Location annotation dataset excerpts
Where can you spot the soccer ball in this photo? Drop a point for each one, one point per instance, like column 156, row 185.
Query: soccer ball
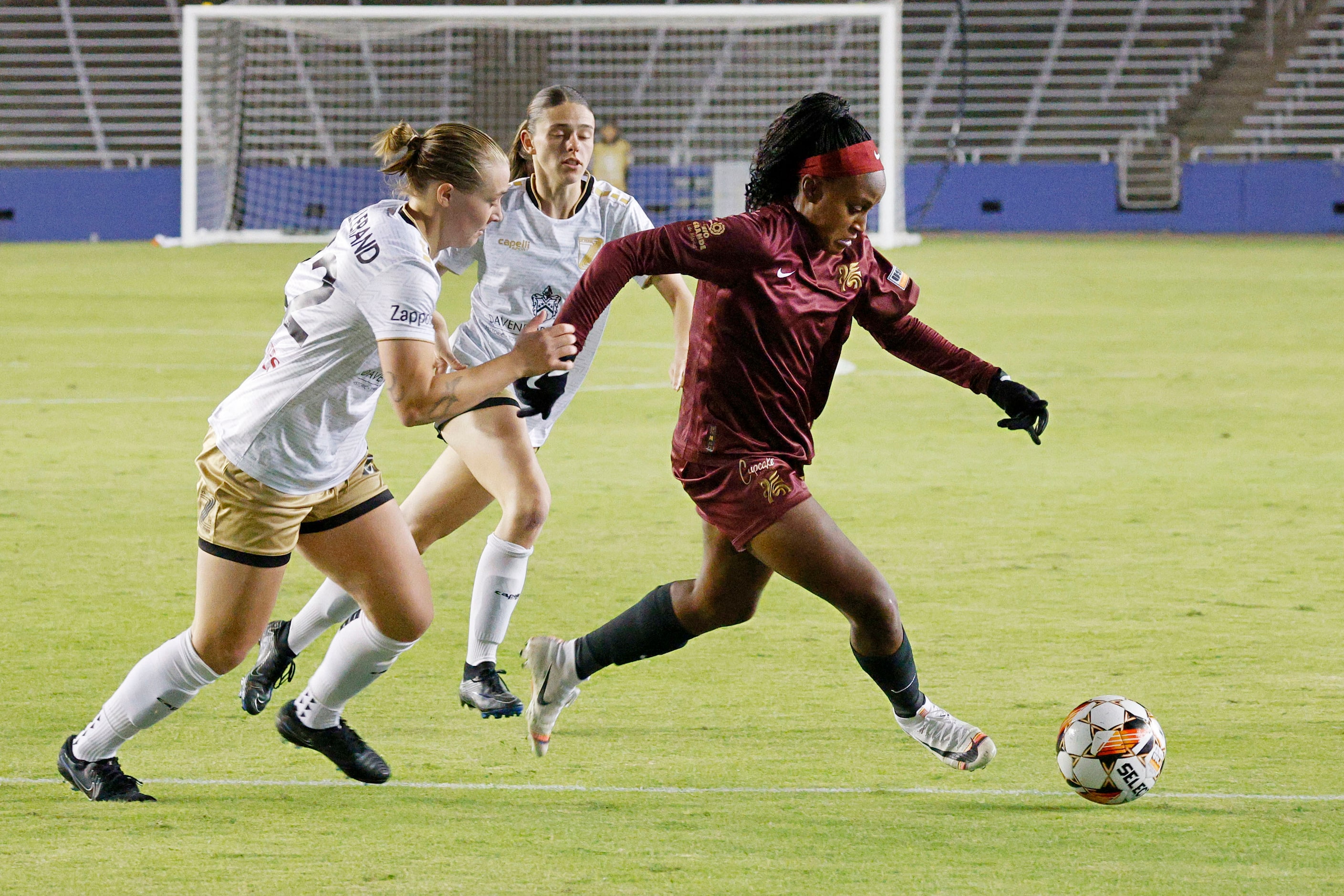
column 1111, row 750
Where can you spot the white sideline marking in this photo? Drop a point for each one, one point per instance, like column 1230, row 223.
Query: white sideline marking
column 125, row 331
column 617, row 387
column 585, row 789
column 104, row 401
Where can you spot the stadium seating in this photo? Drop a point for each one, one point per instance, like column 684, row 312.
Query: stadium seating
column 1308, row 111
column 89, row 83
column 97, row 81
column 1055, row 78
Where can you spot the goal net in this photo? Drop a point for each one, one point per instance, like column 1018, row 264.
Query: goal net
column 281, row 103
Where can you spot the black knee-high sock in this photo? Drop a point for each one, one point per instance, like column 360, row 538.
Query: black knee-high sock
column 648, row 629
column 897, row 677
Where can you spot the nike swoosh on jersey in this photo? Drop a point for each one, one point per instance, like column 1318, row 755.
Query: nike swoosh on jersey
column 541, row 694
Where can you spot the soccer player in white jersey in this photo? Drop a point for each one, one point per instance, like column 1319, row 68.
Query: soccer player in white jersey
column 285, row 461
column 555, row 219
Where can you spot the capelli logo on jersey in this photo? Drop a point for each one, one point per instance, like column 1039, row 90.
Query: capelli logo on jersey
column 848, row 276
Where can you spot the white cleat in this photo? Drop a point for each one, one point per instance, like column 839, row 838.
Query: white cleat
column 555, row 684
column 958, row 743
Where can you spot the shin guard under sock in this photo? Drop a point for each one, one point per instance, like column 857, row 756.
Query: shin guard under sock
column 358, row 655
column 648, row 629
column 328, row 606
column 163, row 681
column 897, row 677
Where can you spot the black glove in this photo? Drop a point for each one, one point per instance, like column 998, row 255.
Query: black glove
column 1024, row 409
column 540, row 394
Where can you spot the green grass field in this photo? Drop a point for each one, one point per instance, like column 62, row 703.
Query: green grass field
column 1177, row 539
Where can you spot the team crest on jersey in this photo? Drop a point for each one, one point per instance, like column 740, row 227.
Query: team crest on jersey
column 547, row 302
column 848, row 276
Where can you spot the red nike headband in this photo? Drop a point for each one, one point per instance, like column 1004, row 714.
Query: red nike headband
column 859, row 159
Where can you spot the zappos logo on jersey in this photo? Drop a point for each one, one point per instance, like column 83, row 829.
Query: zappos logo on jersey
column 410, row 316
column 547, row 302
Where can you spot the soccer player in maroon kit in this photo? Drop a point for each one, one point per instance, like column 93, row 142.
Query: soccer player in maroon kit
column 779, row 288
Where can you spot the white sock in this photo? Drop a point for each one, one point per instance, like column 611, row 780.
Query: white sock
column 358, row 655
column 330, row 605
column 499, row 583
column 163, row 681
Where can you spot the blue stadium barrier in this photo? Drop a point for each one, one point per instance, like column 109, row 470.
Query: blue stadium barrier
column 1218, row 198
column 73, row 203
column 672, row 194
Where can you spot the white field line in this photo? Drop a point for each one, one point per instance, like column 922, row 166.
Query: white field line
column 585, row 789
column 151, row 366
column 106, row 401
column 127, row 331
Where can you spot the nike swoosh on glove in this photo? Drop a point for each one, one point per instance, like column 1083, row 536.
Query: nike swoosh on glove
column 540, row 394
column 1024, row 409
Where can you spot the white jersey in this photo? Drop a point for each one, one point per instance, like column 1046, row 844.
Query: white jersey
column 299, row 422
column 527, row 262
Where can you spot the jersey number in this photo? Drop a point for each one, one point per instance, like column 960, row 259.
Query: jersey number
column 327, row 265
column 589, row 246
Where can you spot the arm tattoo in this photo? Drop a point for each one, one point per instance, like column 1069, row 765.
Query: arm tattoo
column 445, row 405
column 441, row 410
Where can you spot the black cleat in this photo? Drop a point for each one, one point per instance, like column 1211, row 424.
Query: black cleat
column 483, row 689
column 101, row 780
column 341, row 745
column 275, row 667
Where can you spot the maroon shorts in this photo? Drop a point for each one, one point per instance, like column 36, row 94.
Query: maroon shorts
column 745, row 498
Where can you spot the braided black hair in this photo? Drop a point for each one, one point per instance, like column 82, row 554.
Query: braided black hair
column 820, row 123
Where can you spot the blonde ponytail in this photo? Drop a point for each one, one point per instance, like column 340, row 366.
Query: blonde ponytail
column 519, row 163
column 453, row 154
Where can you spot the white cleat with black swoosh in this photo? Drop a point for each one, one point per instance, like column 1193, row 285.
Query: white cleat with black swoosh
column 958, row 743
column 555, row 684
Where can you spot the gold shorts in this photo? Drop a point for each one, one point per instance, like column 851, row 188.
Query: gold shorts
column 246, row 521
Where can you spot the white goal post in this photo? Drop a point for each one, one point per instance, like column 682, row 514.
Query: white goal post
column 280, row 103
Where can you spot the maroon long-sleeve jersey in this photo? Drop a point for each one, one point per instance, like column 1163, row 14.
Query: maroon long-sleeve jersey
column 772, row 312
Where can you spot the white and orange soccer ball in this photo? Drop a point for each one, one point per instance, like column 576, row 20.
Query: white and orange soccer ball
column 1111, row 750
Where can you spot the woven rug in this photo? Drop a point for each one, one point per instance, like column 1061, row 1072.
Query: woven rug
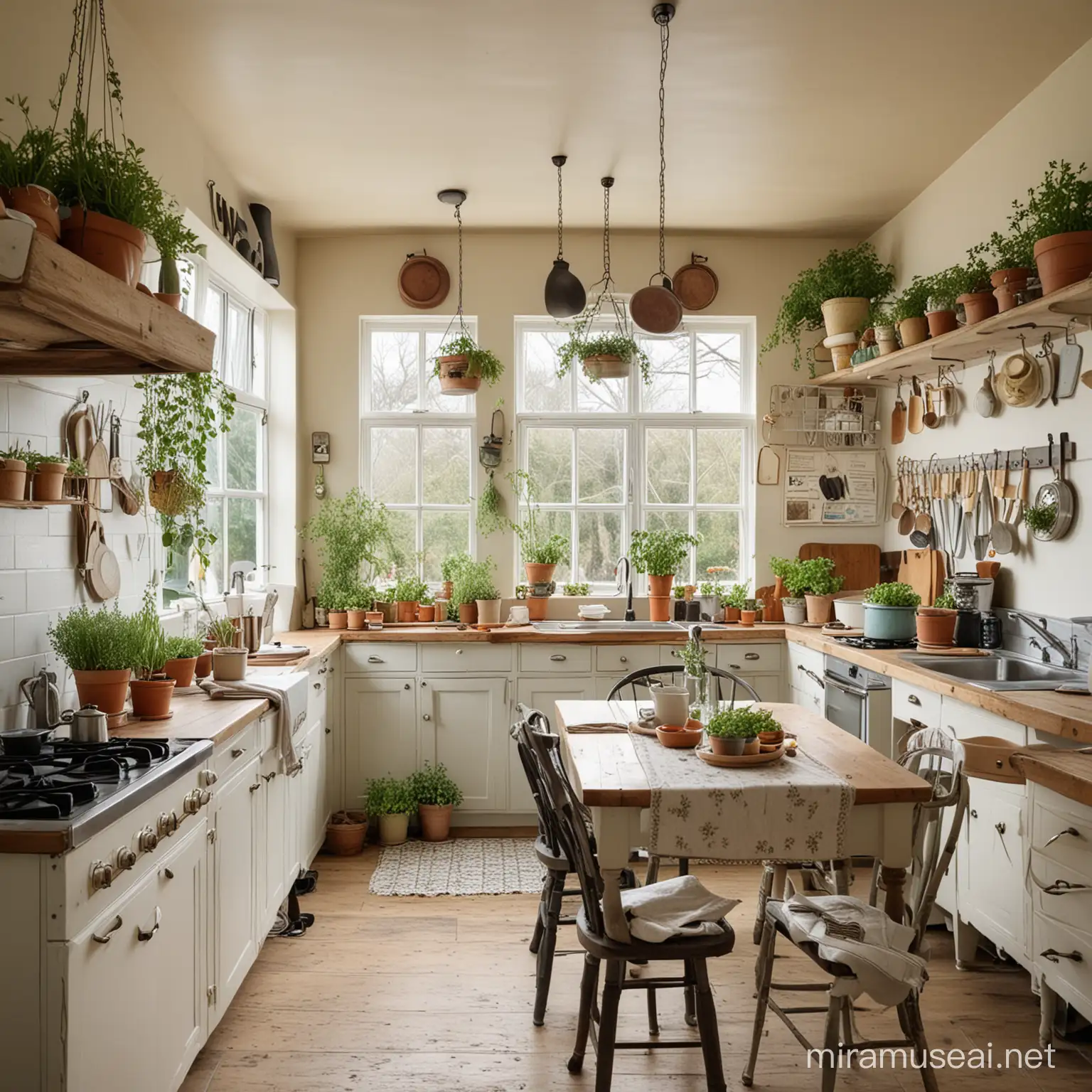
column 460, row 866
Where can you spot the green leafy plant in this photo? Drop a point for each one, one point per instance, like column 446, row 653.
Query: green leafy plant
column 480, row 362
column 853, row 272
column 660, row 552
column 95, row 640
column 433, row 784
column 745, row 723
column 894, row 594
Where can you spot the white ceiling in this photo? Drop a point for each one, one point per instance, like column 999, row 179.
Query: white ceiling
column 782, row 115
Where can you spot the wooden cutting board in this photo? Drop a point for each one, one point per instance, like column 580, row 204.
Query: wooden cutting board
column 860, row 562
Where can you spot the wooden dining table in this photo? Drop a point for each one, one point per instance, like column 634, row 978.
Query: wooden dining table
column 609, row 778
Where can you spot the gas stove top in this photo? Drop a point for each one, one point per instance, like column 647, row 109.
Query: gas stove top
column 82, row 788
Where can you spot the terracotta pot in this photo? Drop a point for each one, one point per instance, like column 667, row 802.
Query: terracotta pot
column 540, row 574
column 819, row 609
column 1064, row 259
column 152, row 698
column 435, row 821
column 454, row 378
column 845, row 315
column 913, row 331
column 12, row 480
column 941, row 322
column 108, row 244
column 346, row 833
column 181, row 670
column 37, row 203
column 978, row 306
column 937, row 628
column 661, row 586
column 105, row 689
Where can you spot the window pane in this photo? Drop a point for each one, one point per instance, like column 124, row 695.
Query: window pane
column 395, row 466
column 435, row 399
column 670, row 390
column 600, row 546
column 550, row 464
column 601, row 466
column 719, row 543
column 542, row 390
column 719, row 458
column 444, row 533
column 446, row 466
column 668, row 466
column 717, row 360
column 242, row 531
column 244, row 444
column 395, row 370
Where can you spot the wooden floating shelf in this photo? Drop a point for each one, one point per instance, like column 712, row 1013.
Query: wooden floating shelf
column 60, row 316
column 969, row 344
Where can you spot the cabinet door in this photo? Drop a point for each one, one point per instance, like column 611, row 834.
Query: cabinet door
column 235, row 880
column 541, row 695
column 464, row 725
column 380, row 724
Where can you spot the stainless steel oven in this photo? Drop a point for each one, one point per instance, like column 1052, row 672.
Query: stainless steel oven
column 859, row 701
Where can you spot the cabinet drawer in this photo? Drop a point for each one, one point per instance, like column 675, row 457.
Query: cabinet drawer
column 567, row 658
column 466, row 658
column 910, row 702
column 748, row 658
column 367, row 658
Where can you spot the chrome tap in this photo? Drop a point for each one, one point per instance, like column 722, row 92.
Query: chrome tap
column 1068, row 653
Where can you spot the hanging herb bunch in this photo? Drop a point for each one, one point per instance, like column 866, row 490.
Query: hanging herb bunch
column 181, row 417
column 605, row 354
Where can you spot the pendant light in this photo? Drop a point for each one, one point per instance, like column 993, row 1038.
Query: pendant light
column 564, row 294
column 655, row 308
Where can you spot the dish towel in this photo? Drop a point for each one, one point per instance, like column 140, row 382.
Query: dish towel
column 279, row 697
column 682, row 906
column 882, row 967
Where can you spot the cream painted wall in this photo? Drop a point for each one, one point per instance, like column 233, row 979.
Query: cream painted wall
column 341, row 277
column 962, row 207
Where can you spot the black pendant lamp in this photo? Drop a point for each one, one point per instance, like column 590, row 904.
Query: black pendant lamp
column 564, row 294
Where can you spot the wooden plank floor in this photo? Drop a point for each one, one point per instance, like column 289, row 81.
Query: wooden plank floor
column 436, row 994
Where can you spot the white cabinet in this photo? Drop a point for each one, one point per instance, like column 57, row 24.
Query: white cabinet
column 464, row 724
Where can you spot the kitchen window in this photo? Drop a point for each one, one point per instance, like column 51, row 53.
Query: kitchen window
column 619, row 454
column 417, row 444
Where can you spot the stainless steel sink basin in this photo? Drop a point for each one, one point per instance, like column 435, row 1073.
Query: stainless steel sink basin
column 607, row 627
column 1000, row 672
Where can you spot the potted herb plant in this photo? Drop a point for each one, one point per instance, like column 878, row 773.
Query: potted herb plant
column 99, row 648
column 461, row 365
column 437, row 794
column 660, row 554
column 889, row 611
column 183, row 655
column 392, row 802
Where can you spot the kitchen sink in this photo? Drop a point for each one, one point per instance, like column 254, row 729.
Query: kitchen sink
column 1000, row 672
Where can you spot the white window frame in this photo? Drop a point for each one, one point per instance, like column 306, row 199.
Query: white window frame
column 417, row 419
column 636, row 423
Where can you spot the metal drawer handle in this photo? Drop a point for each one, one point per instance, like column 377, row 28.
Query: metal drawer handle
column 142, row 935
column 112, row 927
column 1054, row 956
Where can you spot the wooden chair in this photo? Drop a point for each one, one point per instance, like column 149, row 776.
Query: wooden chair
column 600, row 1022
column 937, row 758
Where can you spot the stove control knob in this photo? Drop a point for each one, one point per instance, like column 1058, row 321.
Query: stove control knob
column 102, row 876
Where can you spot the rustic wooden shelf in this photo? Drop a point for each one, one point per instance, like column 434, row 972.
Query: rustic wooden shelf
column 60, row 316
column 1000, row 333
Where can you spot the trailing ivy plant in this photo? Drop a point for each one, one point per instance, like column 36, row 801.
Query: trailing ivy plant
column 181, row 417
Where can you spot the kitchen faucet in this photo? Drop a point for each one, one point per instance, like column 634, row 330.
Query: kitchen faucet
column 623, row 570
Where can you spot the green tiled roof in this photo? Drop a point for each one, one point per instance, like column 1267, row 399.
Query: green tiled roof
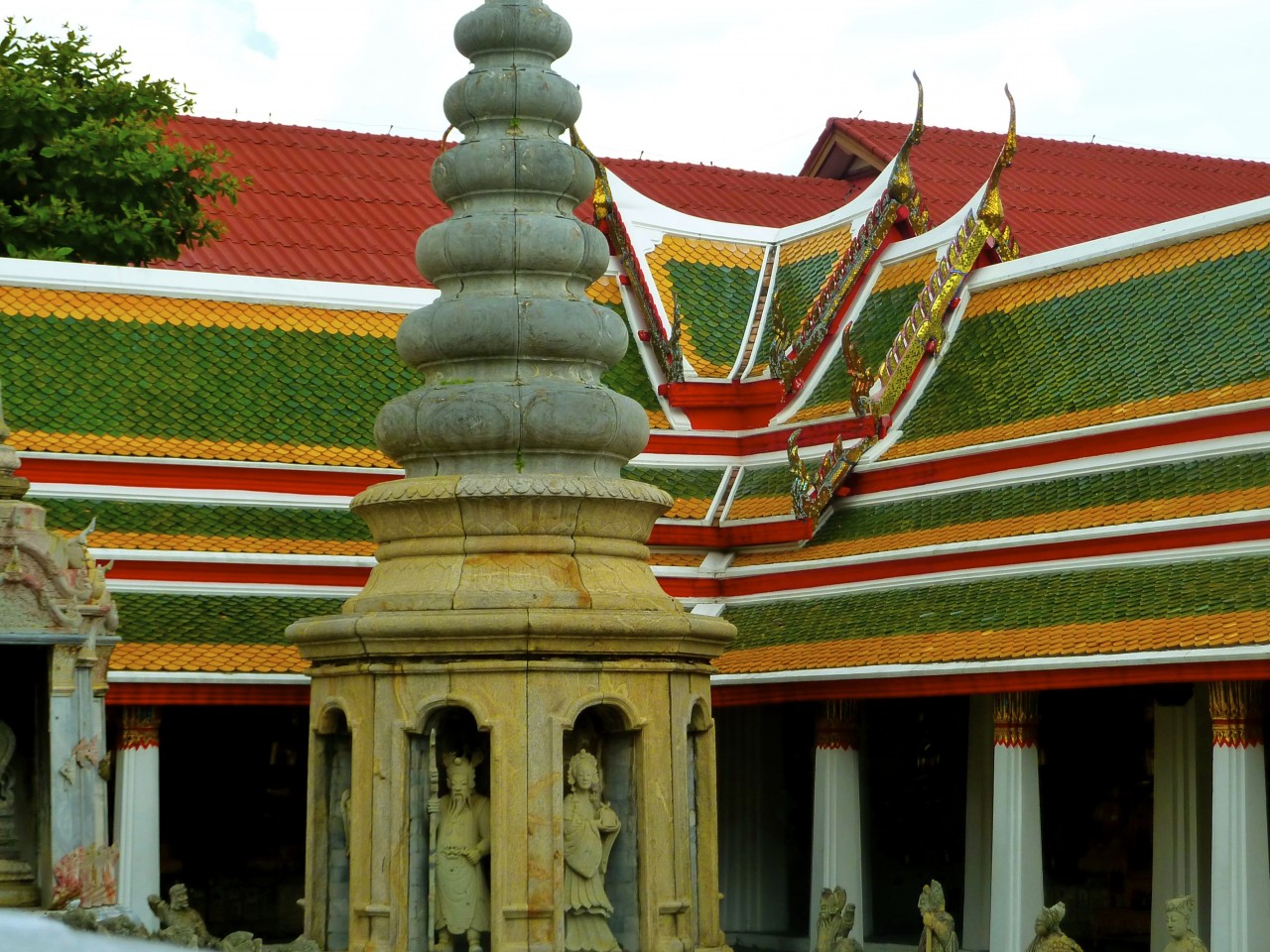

BRIEF:
In the listing above, take the stretch from the line containing "Where can you spot the gas" through the line containing "column 380, row 724" and change every "window pane" to "glass pane", leaving everything else as it is. Return only that stretch.

RESPONSE:
Where can you spot the gas stove top in this photo? Drop a point for each one, one point per instance, like column 647, row 109.
Query: gas stove top
column 82, row 788
Where can you spot the terracotta pot in this photo? Drop a point for each one, one point per instance, like column 667, row 802.
Query: terracotta pot
column 540, row 574
column 819, row 609
column 1064, row 259
column 152, row 698
column 435, row 821
column 454, row 378
column 845, row 315
column 913, row 331
column 12, row 480
column 941, row 322
column 108, row 244
column 346, row 833
column 181, row 670
column 37, row 203
column 978, row 306
column 937, row 628
column 661, row 586
column 105, row 689
Where can you spot the glass pane in this photo? Drop a point for each one, one point per instance, like column 124, row 695.
Query: glass pane
column 395, row 466
column 435, row 399
column 670, row 390
column 600, row 546
column 550, row 464
column 601, row 466
column 719, row 543
column 542, row 390
column 719, row 458
column 444, row 533
column 446, row 466
column 668, row 466
column 717, row 360
column 242, row 531
column 244, row 444
column 395, row 370
Where can you spot the wooden floating shelf in this photo? Drop a point for each one, one point per instance, like column 712, row 1013.
Query: wooden floating shelf
column 60, row 316
column 969, row 344
Where can you spot the cabinet door in this photo? Drop a point for each one, one point per instance, like column 611, row 834.
Query: cabinet door
column 235, row 880
column 541, row 695
column 464, row 725
column 380, row 724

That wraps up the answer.